Aim.
In the records below, change "traffic tally" to "site survey" everywhere it appears and leave all other text as it is.

Saved entries:
▬▬▬▬▬▬▬▬▬▬

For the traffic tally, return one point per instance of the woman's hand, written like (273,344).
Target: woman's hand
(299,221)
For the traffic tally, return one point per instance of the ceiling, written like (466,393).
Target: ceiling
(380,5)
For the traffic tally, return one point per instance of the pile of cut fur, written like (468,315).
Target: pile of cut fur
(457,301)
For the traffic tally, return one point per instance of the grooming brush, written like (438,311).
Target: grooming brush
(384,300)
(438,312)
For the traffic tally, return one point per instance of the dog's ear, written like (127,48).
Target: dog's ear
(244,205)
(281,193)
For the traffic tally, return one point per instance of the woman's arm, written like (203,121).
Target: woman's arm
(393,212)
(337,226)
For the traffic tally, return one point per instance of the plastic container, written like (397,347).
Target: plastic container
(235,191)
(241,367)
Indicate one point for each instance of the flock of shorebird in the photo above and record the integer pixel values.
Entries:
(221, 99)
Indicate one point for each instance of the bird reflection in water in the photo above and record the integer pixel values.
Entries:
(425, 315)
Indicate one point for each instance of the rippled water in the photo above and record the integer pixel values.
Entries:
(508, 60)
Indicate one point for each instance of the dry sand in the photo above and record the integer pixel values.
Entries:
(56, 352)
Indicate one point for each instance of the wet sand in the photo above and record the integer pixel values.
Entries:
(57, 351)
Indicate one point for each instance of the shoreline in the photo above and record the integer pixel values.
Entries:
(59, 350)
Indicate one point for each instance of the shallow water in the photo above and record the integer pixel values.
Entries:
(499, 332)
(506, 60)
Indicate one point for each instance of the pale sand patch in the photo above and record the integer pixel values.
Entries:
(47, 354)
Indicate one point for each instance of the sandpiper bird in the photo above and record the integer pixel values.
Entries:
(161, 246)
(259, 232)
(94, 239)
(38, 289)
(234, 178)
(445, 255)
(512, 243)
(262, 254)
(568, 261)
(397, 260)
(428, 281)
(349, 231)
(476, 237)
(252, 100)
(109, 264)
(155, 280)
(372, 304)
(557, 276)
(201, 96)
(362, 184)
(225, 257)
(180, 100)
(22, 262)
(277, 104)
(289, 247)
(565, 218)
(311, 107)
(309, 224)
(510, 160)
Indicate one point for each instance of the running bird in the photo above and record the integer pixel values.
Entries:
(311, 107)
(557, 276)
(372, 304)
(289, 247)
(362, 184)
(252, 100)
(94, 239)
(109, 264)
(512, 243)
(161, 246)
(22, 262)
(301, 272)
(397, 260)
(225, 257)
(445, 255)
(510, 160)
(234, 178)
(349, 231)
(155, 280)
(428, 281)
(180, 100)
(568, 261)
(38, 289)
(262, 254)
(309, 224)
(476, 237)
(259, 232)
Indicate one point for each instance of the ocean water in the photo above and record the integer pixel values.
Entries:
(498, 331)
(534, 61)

▬▬▬▬▬▬▬▬▬▬

The output.
For the site survey, return one point per instance of the woman's hand, written like (273,344).
Target: woman's hand
(299,221)
For the site survey, return one point per instance of the ceiling, written like (466,393).
Target: ceiling
(380,5)
For the site survey, return one point per instance of the pile of cut fur, written like (468,315).
Target: pile of cut fur
(457,301)
For the site survey, return one point per instance of the grooming brush, written like (438,311).
Target: grooming brush
(384,300)
(438,312)
For the site survey, return one point per instance of the dog's ear, written like (127,48).
Target: dog's ear
(244,205)
(281,193)
For the site survey, return one point per instance of the woman's arm, written like (203,121).
Target: woman's arm
(393,212)
(337,226)
For the site survey, return one point per instance of the plastic container, written like (397,347).
Target: plastic container
(235,191)
(241,367)
Indicate one point for each instance of the flock of shorebird in the photo above and record the integer pixel values.
Entries:
(221, 99)
Indicate one point for each instance of the bird reflection in water in the photo above and record the integer pixel values.
Entries:
(425, 315)
Indicate one point for each instance of the rippled water in the photo above and record the integer pixel values.
Entries:
(508, 60)
Indicate one point for each instance of the dry sand in the photo above and record the integer pixel values.
Entries:
(56, 352)
Indicate one point for each instance of the wet sand in the photo above and record the integer pixel values.
Entries:
(57, 351)
Indicate one point for each instance of the shoreline in the photo above and record the integer pixel values.
Entries:
(59, 350)
Indicate one point for each instance of the shallow water in the photo above and record the integer pixel values.
Entries:
(499, 332)
(506, 60)
Indicate one point for each instance of the pale sand patch in the photo above and record the integer pixel values.
Entries:
(47, 354)
Indicate one point for each instance of the sandpiper bird in the photo above and record the integer pixel values.
Entries:
(161, 246)
(259, 232)
(94, 239)
(38, 289)
(234, 178)
(445, 255)
(512, 243)
(262, 254)
(568, 261)
(397, 260)
(428, 281)
(349, 231)
(476, 237)
(252, 100)
(109, 264)
(155, 280)
(372, 304)
(557, 276)
(201, 96)
(362, 184)
(225, 257)
(180, 100)
(22, 262)
(277, 104)
(289, 247)
(565, 218)
(311, 107)
(309, 224)
(510, 160)
Indicate one point for each instance of the running bird in the photo above and record the integer pixel values.
Entries:
(311, 107)
(557, 276)
(372, 304)
(289, 247)
(362, 184)
(252, 100)
(94, 239)
(109, 264)
(512, 243)
(161, 246)
(22, 262)
(301, 272)
(397, 260)
(225, 257)
(445, 255)
(510, 160)
(234, 178)
(349, 231)
(155, 280)
(428, 281)
(180, 100)
(568, 261)
(38, 289)
(262, 254)
(309, 224)
(476, 237)
(259, 232)
Indicate one point for each instance of the ocean water in the photo above and record the integer pixel values.
Entries:
(498, 331)
(534, 61)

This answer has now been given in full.